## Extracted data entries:
**********

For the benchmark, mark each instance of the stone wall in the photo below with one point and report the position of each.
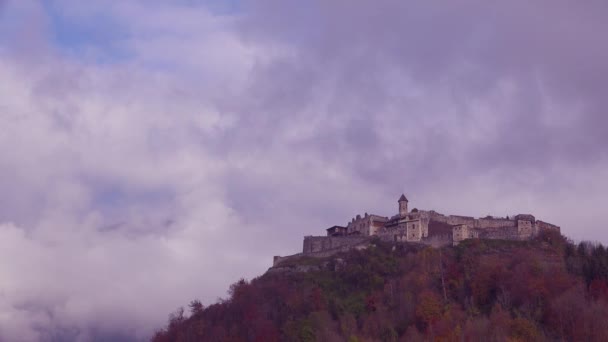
(366, 225)
(503, 233)
(494, 223)
(540, 225)
(314, 244)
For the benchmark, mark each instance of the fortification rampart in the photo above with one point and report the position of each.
(315, 244)
(418, 226)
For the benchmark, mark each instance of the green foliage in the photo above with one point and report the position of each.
(543, 289)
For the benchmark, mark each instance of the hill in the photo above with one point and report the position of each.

**********

## Directions:
Format the lines of the records above, from the line containing "For the benchmark, mark each instance of the fortification" through the end of the records, as a JSON list of strings with one string per line, and skip any blank lines.

## Result of the task:
[
  "For the benchmark, mark each instance of the fortification rampart in the photo above with one point and report the position of each.",
  "(315, 244)",
  "(418, 226)",
  "For the benchmark, mark each instance of the green foliage in the photo above with one point and report the position of each.",
  "(543, 289)",
  "For the benchmark, mark each instance of the hill in the photo above with one point and report the position of each."
]